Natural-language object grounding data
--
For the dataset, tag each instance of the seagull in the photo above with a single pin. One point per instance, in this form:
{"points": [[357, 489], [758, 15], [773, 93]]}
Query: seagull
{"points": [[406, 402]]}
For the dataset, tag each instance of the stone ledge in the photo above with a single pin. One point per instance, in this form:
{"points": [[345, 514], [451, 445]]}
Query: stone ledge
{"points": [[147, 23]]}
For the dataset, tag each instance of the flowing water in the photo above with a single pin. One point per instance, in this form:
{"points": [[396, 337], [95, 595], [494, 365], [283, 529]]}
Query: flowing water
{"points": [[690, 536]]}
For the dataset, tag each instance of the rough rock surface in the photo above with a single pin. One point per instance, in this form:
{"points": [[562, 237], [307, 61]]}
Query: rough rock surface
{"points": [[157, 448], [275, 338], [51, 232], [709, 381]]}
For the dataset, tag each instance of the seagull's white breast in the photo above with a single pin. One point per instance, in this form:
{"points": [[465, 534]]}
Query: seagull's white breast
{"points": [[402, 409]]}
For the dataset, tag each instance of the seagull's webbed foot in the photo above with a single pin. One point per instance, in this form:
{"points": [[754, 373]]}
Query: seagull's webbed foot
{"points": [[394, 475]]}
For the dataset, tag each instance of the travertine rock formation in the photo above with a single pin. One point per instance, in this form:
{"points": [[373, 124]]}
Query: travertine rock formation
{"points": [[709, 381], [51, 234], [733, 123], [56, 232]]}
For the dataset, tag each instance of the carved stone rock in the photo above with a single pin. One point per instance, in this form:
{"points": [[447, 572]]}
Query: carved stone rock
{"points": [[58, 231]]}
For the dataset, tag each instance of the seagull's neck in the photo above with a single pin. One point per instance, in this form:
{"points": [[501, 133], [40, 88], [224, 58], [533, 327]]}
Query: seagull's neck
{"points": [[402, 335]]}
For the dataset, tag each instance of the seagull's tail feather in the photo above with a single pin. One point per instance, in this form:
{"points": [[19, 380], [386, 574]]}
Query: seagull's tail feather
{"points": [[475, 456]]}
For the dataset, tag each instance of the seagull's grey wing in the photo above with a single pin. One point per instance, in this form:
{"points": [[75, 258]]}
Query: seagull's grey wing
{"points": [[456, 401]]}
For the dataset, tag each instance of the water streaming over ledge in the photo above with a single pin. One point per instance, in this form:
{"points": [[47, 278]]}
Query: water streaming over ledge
--
• [TASK STATEMENT]: Transcribe each entry exactly as it appears.

• [EXERCISE ANSWER]:
For the dataset, tag each instance of the seagull in the photo above with a single pin. One point per instance, in this form:
{"points": [[357, 489], [758, 15], [773, 93]]}
Query: seagull
{"points": [[406, 402]]}
For the dataset, tag each instance of the stone ledge in the photo above with a single pin. One point per instance, in this form:
{"points": [[345, 514], [451, 445]]}
Query: stone ledge
{"points": [[147, 23]]}
For the dataset, tag each instance of the flowing water in the photo above with a single pin. One point per instance, in this form:
{"points": [[396, 337], [95, 595], [494, 365], [283, 529]]}
Query: flowing water
{"points": [[690, 536]]}
For the dataset, tag each instance of the rough rock surface in the photo above with a single pin. One point per instance, in this form:
{"points": [[562, 237], [307, 61]]}
Query: rough rock surface
{"points": [[157, 448], [275, 338], [51, 232], [709, 381]]}
For the dataset, tag each instance of the seagull's white breast in the photo above with a single pin. One point per instance, in this form:
{"points": [[465, 534]]}
Query: seagull's white breast
{"points": [[402, 409]]}
For the dataset, tag each instance of the seagull's webbed foot in the photo above with a single pin. One point per instance, in this form:
{"points": [[754, 373]]}
Query: seagull's webbed foot
{"points": [[394, 475]]}
For the dataset, tag each instance of the travertine rock formation in the photo above with a single pin. One point per instance, in this form:
{"points": [[373, 124]]}
Query: travertine rock formation
{"points": [[709, 381], [51, 234], [733, 123], [56, 232]]}
For the dataset, tag each instance of the carved stone rock in the photo above with a single pin. One point per instance, in this form:
{"points": [[447, 572]]}
Query: carved stone rock
{"points": [[58, 231]]}
For the dataset, tag each instance of the seagull's neck in the photo above with a single pin. One point per instance, in this form:
{"points": [[501, 133], [40, 88], [224, 58], [533, 327]]}
Query: seagull's neck
{"points": [[402, 335]]}
For the dataset, tag each instance of the seagull's tail feather in the photo above with a single pin. One point per instance, in this form:
{"points": [[19, 380], [386, 574]]}
Query: seagull's tail feather
{"points": [[475, 456]]}
For the dataset, tag each instance of the seagull's grey wing in the photo above with a single pin. One point per instance, in this form:
{"points": [[75, 258]]}
Query: seagull's grey wing
{"points": [[456, 401]]}
For the dataset, tag each instance of the water streaming over ledge in the photo above with a single pin. One point per instance, in this form:
{"points": [[47, 278]]}
Query: water streaming over ledge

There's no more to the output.